■ Task description ■
Repeat exactly the lines that run from the one containing "Find the ceiling air" to the end of the data, and leave out all others.

* Start *

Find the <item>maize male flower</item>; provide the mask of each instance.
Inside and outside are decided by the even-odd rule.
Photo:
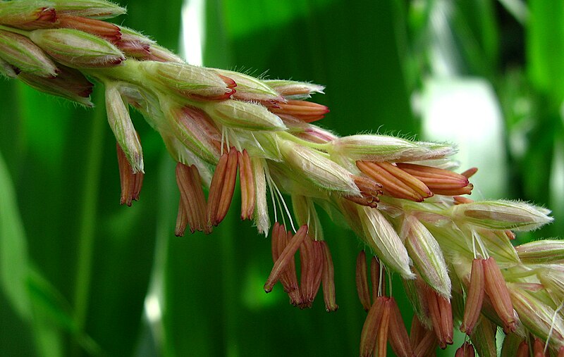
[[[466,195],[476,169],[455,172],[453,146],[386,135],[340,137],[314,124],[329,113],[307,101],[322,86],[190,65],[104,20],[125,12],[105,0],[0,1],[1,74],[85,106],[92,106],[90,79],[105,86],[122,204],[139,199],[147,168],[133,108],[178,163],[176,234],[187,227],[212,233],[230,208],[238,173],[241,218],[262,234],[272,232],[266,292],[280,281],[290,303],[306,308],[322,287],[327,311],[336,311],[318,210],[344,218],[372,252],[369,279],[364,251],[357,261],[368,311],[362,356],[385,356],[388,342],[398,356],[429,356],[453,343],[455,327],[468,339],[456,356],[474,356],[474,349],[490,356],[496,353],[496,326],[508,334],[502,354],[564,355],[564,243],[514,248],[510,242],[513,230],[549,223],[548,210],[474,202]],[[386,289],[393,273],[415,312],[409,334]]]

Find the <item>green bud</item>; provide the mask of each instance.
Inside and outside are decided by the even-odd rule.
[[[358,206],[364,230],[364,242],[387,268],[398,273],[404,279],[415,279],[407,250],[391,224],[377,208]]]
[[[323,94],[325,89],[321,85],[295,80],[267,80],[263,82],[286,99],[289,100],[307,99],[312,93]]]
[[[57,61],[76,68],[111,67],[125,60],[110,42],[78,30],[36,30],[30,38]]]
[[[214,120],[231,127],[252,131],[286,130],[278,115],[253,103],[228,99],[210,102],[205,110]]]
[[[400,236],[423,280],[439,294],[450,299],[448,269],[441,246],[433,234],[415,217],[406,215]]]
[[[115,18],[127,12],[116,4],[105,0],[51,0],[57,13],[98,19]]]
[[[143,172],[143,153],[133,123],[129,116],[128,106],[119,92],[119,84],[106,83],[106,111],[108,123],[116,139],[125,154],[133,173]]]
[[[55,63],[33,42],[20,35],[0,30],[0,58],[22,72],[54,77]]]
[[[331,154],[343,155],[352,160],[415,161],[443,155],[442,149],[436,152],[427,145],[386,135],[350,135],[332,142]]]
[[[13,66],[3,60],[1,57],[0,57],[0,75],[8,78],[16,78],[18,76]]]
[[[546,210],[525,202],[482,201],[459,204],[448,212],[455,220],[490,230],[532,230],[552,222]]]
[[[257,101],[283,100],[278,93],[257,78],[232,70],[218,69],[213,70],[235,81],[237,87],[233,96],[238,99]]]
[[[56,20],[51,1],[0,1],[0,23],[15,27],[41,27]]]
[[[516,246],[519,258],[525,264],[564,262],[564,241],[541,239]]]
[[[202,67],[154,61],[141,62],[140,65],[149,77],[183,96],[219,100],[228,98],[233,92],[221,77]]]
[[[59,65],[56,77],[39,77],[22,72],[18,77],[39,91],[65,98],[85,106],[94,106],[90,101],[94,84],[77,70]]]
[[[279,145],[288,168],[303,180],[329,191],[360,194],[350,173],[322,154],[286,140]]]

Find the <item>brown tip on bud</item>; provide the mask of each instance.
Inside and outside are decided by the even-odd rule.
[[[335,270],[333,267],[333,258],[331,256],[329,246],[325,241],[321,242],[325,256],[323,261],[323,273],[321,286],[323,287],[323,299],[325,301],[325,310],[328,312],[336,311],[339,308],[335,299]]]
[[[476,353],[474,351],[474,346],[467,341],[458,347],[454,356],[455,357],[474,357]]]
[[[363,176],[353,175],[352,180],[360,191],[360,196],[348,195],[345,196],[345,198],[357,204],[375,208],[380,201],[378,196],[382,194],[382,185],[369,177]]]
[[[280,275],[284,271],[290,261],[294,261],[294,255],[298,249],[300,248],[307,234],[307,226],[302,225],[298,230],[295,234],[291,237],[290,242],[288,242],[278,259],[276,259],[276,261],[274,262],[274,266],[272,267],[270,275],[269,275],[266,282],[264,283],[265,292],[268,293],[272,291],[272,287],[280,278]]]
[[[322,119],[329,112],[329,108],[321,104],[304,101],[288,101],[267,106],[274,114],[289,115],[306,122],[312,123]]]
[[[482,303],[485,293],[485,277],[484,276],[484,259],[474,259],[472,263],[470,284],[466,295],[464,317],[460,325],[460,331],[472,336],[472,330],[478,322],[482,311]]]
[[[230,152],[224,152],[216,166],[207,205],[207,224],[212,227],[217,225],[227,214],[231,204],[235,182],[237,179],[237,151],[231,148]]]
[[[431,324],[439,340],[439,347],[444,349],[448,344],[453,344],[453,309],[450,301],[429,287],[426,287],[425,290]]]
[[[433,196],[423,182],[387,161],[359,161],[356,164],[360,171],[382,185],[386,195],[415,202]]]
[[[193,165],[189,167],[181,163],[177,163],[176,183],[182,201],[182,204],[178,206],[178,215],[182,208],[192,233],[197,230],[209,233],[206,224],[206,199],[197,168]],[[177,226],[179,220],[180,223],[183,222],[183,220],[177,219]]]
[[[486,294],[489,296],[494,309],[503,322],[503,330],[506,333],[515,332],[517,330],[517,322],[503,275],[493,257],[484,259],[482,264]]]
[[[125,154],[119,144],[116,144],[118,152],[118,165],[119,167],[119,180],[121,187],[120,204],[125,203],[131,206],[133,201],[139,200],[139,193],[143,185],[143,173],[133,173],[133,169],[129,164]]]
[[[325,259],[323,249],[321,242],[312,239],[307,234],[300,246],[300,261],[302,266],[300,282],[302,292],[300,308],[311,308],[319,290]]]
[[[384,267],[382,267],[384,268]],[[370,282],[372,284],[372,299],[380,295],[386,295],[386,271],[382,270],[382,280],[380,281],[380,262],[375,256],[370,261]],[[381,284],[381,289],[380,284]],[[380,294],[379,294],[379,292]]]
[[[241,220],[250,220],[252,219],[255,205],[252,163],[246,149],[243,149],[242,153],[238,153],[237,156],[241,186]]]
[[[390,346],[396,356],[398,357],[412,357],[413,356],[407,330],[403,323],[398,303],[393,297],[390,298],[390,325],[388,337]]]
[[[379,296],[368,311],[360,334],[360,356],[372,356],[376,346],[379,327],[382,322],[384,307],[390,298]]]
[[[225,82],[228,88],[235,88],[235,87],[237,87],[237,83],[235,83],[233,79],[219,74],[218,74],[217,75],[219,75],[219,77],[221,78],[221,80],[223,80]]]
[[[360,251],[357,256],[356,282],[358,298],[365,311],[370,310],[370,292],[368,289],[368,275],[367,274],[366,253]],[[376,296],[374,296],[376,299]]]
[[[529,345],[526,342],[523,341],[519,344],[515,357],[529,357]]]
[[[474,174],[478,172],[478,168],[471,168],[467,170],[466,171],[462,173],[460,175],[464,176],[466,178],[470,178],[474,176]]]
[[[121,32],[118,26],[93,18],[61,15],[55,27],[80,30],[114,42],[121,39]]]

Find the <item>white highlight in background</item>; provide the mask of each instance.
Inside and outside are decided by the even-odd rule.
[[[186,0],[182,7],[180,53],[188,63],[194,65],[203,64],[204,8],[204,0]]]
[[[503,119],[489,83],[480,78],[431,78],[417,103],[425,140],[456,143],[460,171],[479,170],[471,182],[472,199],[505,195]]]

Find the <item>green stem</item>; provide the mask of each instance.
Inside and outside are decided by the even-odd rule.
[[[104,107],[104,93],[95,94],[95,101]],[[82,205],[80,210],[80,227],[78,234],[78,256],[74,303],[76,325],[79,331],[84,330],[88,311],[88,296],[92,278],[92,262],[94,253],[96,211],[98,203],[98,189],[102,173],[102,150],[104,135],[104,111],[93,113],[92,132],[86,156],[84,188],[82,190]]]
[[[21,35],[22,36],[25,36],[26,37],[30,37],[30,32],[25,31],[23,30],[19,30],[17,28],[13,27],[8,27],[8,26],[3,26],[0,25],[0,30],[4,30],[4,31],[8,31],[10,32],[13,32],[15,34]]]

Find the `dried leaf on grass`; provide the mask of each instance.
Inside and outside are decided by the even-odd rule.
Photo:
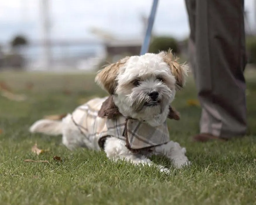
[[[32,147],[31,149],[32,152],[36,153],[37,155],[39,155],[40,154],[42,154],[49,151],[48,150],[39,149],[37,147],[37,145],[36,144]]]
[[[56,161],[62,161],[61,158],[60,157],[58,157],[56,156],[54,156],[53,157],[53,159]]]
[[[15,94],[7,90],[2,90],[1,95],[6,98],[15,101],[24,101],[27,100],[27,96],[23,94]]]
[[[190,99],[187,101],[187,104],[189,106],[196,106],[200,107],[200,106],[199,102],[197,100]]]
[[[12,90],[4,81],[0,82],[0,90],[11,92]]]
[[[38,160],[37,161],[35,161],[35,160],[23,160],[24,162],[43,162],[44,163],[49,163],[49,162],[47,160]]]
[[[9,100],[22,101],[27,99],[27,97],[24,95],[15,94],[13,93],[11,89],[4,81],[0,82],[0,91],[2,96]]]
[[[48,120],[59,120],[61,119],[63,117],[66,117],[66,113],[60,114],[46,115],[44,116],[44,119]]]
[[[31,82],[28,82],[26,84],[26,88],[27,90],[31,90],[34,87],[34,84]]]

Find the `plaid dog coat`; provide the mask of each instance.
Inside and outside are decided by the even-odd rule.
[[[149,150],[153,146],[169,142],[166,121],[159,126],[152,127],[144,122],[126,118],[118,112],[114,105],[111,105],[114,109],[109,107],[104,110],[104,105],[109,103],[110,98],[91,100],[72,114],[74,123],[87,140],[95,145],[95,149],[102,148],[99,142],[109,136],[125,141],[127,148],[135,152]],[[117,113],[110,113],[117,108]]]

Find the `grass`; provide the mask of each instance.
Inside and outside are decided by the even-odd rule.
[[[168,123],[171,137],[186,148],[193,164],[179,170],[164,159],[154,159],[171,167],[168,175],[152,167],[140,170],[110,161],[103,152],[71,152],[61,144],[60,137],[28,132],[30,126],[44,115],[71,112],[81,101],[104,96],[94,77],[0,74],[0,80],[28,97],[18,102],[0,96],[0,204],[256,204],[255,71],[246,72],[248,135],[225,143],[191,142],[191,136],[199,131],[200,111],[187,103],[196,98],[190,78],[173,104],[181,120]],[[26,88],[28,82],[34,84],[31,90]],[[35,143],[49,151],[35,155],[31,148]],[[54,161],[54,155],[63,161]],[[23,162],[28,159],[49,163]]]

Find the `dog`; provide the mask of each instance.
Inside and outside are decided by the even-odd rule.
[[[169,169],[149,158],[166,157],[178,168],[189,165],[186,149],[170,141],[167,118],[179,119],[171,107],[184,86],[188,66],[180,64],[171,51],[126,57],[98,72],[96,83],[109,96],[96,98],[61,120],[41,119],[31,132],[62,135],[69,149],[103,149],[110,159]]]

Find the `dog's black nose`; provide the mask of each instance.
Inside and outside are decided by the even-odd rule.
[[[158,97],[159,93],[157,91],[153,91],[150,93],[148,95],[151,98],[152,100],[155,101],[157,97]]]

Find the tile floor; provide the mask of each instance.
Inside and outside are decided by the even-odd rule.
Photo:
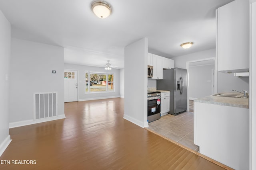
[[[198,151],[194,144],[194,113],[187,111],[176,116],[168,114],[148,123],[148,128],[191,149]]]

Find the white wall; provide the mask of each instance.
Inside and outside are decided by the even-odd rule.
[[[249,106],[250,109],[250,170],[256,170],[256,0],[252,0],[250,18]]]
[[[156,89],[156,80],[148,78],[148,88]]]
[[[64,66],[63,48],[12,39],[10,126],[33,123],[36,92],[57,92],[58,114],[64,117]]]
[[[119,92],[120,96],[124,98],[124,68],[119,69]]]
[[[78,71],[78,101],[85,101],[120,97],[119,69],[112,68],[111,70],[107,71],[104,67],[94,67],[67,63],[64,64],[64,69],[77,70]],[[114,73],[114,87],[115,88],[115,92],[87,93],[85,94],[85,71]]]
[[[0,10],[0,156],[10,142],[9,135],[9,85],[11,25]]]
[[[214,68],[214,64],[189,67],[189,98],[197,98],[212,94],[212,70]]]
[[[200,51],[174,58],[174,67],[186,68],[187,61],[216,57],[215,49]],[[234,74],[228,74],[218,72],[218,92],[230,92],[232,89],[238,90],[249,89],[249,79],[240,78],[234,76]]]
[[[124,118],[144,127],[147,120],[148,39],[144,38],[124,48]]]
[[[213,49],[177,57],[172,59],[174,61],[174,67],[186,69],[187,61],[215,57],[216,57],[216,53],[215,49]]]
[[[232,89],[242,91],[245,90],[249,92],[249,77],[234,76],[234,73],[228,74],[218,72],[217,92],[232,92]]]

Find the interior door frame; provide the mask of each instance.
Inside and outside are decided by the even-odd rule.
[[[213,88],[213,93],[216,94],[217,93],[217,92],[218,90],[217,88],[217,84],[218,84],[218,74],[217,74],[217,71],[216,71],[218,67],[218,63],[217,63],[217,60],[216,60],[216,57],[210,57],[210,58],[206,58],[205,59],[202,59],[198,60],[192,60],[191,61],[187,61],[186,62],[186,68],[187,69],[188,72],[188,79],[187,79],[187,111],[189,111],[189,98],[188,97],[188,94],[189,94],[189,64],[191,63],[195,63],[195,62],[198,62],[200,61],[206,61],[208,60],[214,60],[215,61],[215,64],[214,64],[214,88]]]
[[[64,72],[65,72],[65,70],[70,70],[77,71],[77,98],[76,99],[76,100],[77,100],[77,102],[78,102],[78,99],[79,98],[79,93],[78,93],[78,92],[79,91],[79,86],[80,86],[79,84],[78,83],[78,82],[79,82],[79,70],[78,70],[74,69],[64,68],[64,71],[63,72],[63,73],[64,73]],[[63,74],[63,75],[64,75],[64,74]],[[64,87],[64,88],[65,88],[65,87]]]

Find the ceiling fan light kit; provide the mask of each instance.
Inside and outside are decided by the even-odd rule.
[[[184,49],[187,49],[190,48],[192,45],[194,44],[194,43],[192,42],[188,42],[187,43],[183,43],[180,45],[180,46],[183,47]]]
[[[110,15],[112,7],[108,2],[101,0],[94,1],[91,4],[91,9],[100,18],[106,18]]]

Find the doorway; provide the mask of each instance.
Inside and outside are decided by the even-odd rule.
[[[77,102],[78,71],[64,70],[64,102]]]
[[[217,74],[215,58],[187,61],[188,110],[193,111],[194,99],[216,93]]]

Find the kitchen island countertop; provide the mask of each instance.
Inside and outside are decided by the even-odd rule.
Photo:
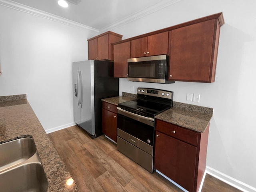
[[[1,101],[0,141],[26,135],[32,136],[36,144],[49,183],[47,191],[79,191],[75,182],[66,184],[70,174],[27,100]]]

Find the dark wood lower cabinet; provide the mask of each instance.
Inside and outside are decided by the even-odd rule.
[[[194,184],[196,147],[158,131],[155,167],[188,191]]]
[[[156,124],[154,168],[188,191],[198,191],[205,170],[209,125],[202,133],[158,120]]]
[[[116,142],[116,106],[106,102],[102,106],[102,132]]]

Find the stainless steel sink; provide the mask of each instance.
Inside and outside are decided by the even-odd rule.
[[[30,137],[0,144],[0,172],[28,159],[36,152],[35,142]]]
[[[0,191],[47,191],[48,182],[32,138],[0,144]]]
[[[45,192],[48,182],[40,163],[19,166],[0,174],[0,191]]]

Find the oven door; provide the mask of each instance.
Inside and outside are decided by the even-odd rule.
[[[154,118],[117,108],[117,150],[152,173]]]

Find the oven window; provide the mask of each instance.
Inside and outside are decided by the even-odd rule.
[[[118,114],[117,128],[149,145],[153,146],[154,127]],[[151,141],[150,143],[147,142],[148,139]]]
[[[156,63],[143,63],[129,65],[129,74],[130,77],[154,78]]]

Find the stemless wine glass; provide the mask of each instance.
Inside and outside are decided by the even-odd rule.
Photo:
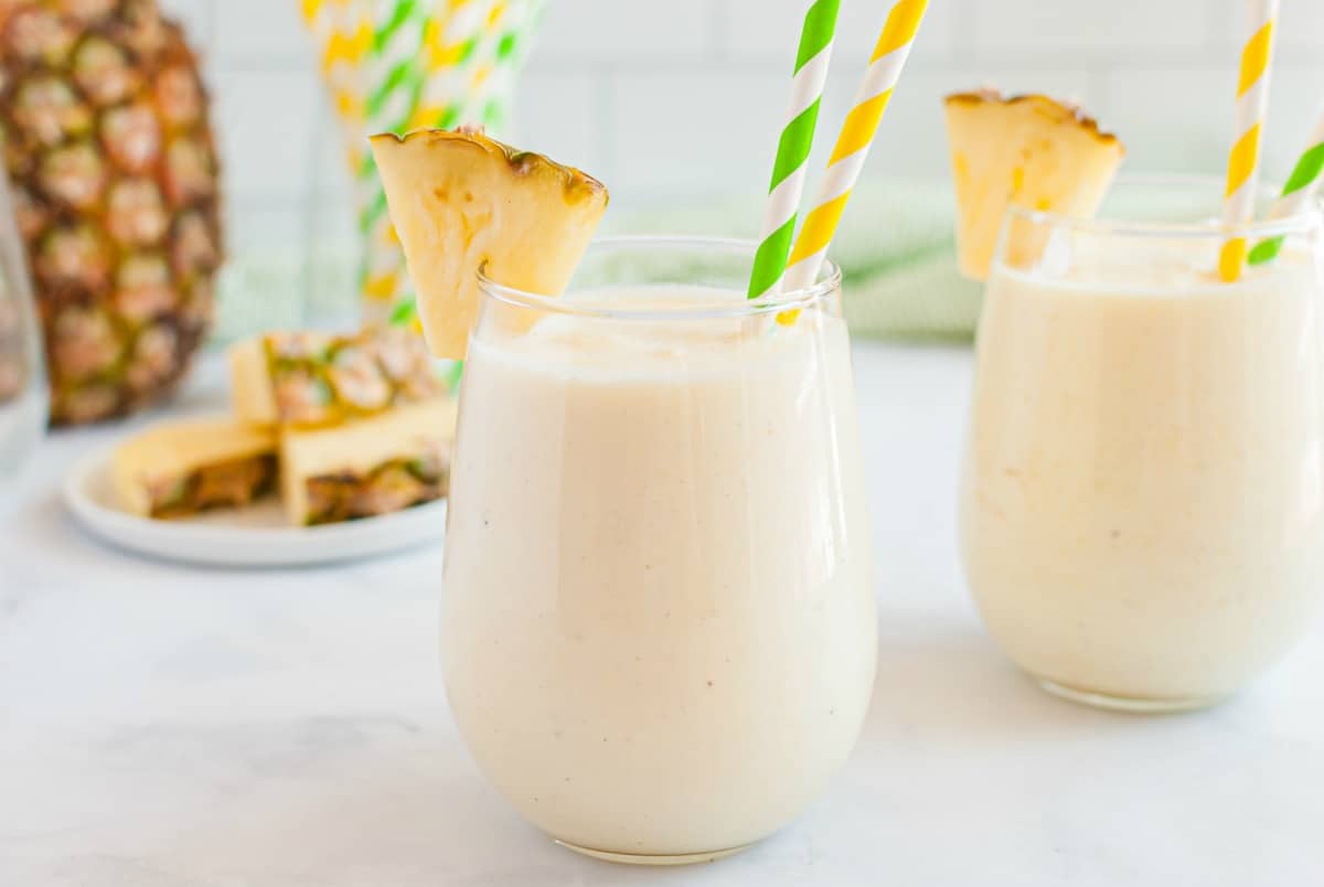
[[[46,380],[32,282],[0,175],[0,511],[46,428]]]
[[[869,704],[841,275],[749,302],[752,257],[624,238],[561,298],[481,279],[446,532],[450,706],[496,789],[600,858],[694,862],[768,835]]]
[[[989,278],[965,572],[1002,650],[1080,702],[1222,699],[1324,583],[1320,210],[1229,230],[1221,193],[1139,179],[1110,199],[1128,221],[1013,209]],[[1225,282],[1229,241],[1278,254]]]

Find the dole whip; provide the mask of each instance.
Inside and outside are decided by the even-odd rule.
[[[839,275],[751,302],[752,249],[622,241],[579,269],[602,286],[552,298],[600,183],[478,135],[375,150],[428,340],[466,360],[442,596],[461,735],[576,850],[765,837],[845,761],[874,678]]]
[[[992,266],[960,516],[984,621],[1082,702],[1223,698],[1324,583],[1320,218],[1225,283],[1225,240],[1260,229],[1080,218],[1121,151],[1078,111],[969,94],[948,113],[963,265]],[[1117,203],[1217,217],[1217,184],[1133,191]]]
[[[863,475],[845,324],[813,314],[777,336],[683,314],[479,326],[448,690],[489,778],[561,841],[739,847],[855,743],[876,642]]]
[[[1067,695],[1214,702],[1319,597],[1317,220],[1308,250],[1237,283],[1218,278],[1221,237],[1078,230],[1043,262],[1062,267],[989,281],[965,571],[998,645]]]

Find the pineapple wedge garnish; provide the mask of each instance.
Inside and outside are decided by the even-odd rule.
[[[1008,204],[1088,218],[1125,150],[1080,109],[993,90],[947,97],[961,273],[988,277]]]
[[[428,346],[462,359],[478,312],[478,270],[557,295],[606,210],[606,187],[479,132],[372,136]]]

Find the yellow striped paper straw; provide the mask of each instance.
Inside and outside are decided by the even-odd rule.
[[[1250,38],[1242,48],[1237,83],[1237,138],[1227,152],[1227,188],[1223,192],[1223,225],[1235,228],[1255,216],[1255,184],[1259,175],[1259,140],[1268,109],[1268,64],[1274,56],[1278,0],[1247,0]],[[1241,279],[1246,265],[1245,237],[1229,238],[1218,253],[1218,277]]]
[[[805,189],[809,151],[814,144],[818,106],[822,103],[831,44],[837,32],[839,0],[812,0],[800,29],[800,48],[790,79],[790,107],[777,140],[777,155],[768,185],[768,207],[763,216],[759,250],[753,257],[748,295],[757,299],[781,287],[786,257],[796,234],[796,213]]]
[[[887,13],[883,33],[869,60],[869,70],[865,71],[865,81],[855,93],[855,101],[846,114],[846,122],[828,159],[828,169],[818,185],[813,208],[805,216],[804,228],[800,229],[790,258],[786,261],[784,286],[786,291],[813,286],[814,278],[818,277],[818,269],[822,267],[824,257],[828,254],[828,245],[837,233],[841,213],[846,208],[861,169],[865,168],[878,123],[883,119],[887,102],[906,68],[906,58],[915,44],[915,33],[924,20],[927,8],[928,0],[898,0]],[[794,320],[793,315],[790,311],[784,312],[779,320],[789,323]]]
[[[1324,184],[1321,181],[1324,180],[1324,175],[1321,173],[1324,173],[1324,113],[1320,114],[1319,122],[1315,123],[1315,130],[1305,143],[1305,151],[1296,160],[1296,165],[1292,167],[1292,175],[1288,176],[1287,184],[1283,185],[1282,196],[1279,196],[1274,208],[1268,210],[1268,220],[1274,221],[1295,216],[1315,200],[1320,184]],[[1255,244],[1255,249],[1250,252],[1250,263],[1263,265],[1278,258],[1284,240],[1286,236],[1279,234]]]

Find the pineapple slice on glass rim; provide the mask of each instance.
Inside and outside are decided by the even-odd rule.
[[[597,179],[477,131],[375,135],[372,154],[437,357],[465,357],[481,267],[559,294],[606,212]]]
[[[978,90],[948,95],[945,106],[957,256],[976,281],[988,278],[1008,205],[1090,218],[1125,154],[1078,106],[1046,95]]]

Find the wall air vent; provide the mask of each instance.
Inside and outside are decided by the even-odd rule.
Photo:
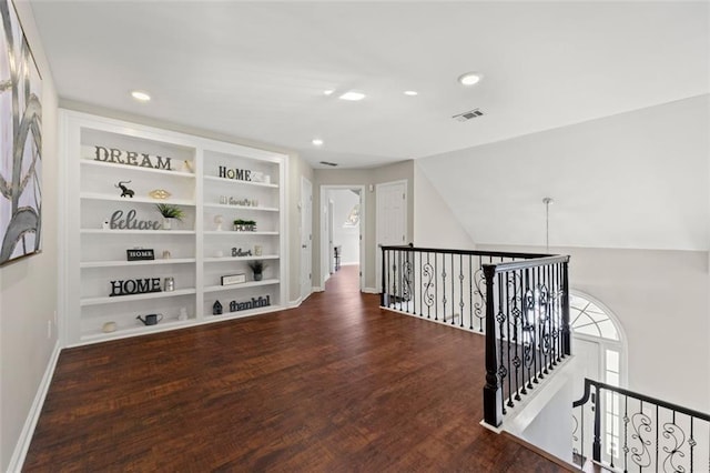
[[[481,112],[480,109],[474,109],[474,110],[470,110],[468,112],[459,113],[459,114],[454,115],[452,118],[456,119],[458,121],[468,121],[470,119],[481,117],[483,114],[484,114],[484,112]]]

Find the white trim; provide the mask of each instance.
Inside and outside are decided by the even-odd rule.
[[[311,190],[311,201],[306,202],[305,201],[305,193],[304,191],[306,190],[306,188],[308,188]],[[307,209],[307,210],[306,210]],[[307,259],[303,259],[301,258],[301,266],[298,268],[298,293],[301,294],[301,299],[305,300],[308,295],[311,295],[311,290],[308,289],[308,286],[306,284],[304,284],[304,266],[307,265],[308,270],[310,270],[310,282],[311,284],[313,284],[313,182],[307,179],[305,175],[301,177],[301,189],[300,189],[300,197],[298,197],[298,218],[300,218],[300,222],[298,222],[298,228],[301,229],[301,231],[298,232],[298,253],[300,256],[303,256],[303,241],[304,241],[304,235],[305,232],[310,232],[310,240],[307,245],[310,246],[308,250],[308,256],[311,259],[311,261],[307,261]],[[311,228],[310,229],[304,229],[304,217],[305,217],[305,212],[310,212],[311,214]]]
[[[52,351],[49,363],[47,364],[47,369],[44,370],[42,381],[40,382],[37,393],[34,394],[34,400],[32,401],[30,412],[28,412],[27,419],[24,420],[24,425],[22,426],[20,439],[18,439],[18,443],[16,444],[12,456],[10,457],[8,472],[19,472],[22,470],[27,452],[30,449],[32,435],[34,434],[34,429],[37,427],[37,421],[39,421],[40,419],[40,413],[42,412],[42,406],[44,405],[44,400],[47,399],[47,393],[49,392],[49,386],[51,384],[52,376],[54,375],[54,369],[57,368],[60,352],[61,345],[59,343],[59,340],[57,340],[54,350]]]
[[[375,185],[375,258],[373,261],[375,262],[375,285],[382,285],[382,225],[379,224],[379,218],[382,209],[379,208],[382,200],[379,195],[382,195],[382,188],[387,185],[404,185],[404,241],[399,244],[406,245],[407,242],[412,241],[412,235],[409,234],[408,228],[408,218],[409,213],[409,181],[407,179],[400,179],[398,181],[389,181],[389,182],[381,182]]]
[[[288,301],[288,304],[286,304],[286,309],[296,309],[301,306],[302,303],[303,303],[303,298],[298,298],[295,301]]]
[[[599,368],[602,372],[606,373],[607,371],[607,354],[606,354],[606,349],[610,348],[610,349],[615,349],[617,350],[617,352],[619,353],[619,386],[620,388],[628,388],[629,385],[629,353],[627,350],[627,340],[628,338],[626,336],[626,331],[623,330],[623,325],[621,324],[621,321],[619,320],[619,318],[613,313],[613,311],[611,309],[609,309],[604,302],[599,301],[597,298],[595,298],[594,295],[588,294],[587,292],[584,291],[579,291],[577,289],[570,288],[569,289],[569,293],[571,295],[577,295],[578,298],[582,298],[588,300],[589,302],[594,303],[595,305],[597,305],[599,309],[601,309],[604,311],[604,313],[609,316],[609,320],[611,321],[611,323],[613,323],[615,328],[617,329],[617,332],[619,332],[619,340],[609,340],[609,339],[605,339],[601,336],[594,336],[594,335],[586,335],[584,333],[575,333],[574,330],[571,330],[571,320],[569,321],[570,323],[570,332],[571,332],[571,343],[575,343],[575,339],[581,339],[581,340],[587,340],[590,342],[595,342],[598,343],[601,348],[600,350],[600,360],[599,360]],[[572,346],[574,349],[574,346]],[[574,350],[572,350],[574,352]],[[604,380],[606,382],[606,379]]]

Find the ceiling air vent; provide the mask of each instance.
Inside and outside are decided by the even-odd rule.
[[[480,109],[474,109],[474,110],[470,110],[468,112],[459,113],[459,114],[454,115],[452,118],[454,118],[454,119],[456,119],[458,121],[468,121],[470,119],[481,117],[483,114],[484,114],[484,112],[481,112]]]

* End *

■ Response to the exercise ■
Find the ceiling air vent; provide the mask of each instance.
Inside and outside are decided by the even-odd rule.
[[[480,109],[474,109],[474,110],[470,110],[468,112],[459,113],[459,114],[454,115],[452,118],[454,118],[454,119],[456,119],[458,121],[468,121],[470,119],[481,117],[483,114],[484,114],[484,112],[481,112]]]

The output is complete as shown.